** Begin **

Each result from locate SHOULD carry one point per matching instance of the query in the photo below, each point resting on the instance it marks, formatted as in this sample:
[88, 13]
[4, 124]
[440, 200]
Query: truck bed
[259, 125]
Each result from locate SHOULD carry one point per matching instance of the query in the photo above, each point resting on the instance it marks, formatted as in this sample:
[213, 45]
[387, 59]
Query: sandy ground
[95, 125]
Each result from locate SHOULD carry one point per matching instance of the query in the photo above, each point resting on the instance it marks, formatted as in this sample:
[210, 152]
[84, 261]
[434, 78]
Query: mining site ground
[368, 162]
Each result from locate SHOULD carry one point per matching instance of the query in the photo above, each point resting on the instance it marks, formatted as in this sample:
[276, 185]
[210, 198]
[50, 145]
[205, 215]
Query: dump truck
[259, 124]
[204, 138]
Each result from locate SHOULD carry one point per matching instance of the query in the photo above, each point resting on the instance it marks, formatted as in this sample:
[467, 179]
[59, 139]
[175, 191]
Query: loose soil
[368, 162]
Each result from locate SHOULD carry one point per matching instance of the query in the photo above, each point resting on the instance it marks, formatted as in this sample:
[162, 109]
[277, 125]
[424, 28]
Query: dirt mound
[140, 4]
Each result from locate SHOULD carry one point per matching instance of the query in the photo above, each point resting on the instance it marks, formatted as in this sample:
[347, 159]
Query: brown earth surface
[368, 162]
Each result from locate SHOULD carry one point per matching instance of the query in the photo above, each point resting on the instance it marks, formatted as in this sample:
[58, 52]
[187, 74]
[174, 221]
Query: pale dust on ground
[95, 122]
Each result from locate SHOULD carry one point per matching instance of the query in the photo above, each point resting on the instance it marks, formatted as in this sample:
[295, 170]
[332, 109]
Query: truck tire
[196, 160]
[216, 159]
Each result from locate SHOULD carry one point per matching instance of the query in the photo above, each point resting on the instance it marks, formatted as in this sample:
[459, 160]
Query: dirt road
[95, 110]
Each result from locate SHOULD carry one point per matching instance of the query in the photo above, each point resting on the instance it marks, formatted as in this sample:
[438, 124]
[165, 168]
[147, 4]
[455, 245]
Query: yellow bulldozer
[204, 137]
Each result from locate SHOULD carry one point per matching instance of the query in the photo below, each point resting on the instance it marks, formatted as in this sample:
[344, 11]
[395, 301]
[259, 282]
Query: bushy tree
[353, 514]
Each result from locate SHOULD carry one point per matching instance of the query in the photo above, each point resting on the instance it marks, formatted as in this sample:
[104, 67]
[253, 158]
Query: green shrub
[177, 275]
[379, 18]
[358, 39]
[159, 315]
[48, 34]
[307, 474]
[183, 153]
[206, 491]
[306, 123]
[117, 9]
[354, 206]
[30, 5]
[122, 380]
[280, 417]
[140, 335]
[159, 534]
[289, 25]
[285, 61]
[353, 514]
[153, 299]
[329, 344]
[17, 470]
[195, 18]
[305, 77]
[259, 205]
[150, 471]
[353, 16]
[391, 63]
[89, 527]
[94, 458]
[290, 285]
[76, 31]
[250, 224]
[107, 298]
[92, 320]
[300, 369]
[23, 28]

** End **

Required work: Locate every line in the listing above that contains the word "ground", and copy each of those lines.

Written answer:
Query: sandy ground
Query: mining site ground
Query: pale dust on ground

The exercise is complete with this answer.